• **WHAT THE TASK REQUIRES**: Transcribe the records below exactly as they appear, omitting any pictures.

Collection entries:
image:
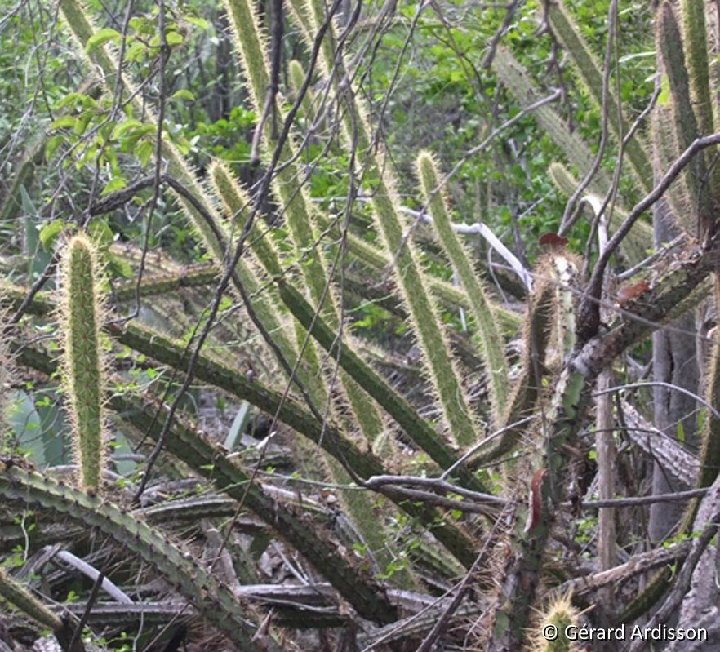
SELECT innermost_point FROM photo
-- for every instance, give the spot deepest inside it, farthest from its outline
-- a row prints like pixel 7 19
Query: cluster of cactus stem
pixel 314 306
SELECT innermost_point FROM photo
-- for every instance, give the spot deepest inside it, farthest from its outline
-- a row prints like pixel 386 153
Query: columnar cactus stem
pixel 490 341
pixel 84 385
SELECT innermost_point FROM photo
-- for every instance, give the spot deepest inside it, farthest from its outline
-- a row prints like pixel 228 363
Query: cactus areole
pixel 81 307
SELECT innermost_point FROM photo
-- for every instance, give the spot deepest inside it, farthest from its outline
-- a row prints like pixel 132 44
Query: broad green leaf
pixel 101 37
pixel 50 232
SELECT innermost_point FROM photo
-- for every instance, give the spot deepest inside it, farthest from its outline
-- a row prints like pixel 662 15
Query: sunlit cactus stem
pixel 80 319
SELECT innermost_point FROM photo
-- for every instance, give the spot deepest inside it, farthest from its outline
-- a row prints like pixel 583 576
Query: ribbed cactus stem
pixel 21 598
pixel 685 123
pixel 488 334
pixel 296 74
pixel 412 282
pixel 83 369
pixel 590 72
pixel 558 616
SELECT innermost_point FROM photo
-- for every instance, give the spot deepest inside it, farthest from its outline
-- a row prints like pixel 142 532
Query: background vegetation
pixel 356 326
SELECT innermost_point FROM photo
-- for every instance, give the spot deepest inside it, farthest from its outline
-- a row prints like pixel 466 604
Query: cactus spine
pixel 560 614
pixel 590 71
pixel 83 369
pixel 489 337
pixel 412 284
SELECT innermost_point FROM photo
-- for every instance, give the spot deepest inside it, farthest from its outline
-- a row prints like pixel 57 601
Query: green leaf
pixel 101 233
pixel 198 22
pixel 182 94
pixel 174 38
pixel 144 152
pixel 125 126
pixel 50 232
pixel 116 183
pixel 101 37
pixel 136 51
pixel 65 122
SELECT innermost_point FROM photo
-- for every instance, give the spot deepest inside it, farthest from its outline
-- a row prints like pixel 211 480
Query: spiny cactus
pixel 569 33
pixel 488 335
pixel 80 318
pixel 550 632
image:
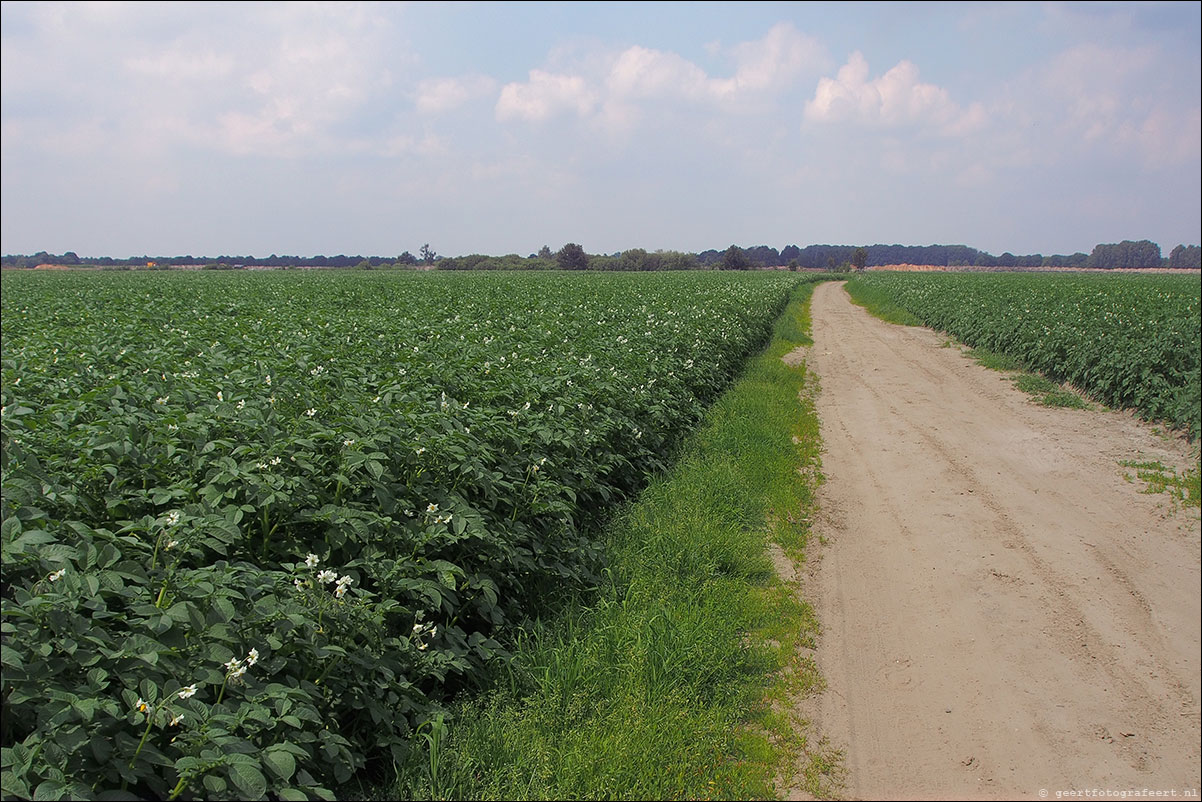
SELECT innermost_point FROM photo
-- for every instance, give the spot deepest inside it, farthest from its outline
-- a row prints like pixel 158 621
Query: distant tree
pixel 762 256
pixel 860 257
pixel 1185 256
pixel 1125 254
pixel 735 259
pixel 572 257
pixel 676 260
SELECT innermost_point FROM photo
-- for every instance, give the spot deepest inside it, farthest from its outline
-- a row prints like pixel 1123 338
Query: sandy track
pixel 1001 611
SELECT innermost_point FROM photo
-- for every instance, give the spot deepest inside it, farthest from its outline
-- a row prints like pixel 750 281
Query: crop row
pixel 257 527
pixel 1130 342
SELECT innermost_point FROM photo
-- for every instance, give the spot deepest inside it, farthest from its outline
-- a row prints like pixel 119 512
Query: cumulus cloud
pixel 897 97
pixel 642 76
pixel 545 95
pixel 439 95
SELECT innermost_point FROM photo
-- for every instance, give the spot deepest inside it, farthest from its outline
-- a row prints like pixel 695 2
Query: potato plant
pixel 1128 340
pixel 259 527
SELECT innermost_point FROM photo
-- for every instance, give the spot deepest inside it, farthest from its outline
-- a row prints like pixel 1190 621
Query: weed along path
pixel 1003 613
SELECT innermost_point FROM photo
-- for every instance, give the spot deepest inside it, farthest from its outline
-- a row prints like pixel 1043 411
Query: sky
pixel 498 128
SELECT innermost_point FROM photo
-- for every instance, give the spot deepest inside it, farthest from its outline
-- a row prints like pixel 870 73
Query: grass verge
pixel 880 303
pixel 673 679
pixel 1185 487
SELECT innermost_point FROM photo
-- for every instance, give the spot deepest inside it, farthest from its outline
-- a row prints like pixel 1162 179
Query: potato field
pixel 1128 340
pixel 257 526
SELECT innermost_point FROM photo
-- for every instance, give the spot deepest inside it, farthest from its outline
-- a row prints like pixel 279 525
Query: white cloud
pixel 777 60
pixel 643 73
pixel 439 95
pixel 543 96
pixel 613 88
pixel 894 99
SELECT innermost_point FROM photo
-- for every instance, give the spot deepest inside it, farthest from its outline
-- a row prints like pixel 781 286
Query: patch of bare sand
pixel 1003 612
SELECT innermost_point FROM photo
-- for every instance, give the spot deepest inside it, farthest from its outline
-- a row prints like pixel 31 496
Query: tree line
pixel 572 256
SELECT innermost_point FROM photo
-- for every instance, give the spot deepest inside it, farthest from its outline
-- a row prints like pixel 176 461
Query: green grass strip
pixel 880 303
pixel 1158 477
pixel 671 682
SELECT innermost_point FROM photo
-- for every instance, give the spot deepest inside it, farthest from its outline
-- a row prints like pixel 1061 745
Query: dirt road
pixel 1003 612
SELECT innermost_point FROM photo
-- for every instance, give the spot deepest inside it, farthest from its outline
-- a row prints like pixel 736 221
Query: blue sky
pixel 207 129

• **RESPONSE FOR THIS EXERCISE**:
image:
SELECT innermost_point FROM photo
-- for every instance, give the spot deepest inside it, farthest from its outline
-- a row prints like pixel 7 19
Query: cluster of cactus stem
pixel 314 306
SELECT innermost_point FROM photo
-- for every instance, give the spot deepest inside it, farthest from its outline
-- a row prints like pixel 386 153
Query: columnar cactus stem
pixel 490 341
pixel 84 385
SELECT innermost_point FROM photo
-- for every instance, give the spot deepest inside it, farthest from its outline
-- a row prints like pixel 228 363
Query: cactus areole
pixel 81 307
SELECT innermost_point FROM photo
-- for every instance, give the spot deepest inside it, farthest from its outline
-- a row prints like pixel 132 44
Query: broad green leaf
pixel 101 37
pixel 50 232
SELECT innermost_point FROM photo
-- for every instance, give the spot deepest inside it, farthest from its outline
-- a row prints like pixel 662 15
Query: sunlit cactus stem
pixel 80 319
SELECT innermost_point FROM photo
-- for every instance, give the spot deepest inside it, farthest from its outline
-- a row prints like pixel 583 576
Query: ribbed cactus stem
pixel 21 598
pixel 685 123
pixel 488 334
pixel 296 74
pixel 412 282
pixel 83 369
pixel 590 72
pixel 558 616
SELECT innermost_point FROM photo
-- for every instance, give the spot deepest inside it, farthest from its outline
-- a row prints like pixel 142 532
Query: background vegetation
pixel 356 326
SELECT innermost_point FROM photo
-- for every instance, give the spot deepest inside it, farthest from its outline
-- a row prints like pixel 466 604
Query: cactus spine
pixel 560 614
pixel 590 71
pixel 83 369
pixel 489 337
pixel 412 284
SELECT innermost_point FROM photo
-- for every instance, give the spot deepest inside it, farthest from its outline
-- a row prints like pixel 57 601
Query: green leaf
pixel 101 233
pixel 198 22
pixel 182 94
pixel 174 38
pixel 144 152
pixel 125 126
pixel 50 232
pixel 116 183
pixel 101 37
pixel 136 51
pixel 65 122
SELECT innermost_point FROM photo
-- for every instance, give the spot deepest inside it, farthest from its outline
-- a row prints like pixel 211 480
Query: spiny cactus
pixel 569 33
pixel 488 335
pixel 80 318
pixel 550 632
image:
SELECT innermost_point FROM photo
-- for every instance, give the spot deepest inside it, farthest from its outline
-- a row prints like pixel 158 621
Query: distant tree
pixel 762 256
pixel 860 257
pixel 1185 256
pixel 1125 254
pixel 735 259
pixel 572 257
pixel 676 260
SELECT innermost_point FROM photo
-- for every instance, give the spot deepest inside it, farthest from its outline
-- a row prints like pixel 1123 338
Query: sandy track
pixel 1001 611
SELECT innermost_point FROM photo
-- for every instance, give the spot deepest inside it, farthest from its outline
-- a row prints like pixel 750 281
Query: crop row
pixel 257 527
pixel 1130 342
SELECT innermost_point FROM photo
-- for every instance, give the spot deepest inside it, farthest from its outline
-- a row prints like pixel 119 512
Query: cumulus cloud
pixel 897 97
pixel 642 76
pixel 545 95
pixel 439 95
SELECT innermost_point FROM photo
-- for every instance, give the spot deepest inside it, farthest from its outline
-- a row prints like pixel 695 2
Query: potato plant
pixel 1128 340
pixel 259 527
SELECT innermost_point FROM photo
-- for every instance, give the spot deepest inside it, farthest from its outline
-- a row prints like pixel 1190 621
Query: weed along path
pixel 1003 613
SELECT innermost_point FROM photo
-- for every instance, give the spot deepest inside it, farthest from its outline
-- a row prints like pixel 1043 411
Query: sky
pixel 498 128
SELECT innermost_point FROM photo
-- for every instance, give the spot deepest inside it, farthest from its outline
-- a row prints like pixel 870 73
Query: grass verge
pixel 880 303
pixel 673 679
pixel 1185 487
SELECT innermost_point FROM photo
-- for every instance, give the spot deepest inside it, farthest from its outline
-- a row prints like pixel 1162 179
Query: potato field
pixel 1128 340
pixel 257 526
SELECT innermost_point FROM photo
-- for every instance, give the spot deepest inside it, farthest from its outline
-- a row prints like pixel 279 525
Query: white cloud
pixel 777 60
pixel 643 73
pixel 439 95
pixel 543 96
pixel 613 88
pixel 894 99
SELECT innermost_point FROM photo
-- for every instance, give the spot deepest inside it, farthest from its outline
-- a row prints like pixel 781 286
Query: patch of bare sand
pixel 1003 612
SELECT innermost_point FROM photo
-- for every instance, give the spot deepest inside it, farthest from its outline
-- a row prints like pixel 31 496
Query: tree line
pixel 572 256
SELECT innermost_point FROM photo
-- for every instance, give the spot deepest inside it, farthest from its outline
-- a row prints like pixel 176 461
Query: green grass strip
pixel 880 303
pixel 1158 477
pixel 671 682
SELECT innermost_point FROM photo
-- for every instance, give the spot deepest inside it, farthest from its outline
-- a row prints like pixel 1061 745
Query: dirt road
pixel 1003 612
SELECT innermost_point FROM photo
-- for every instance, give the spot deepest inside it, farthest from its outline
-- a row prints like pixel 736 221
Query: blue sky
pixel 207 129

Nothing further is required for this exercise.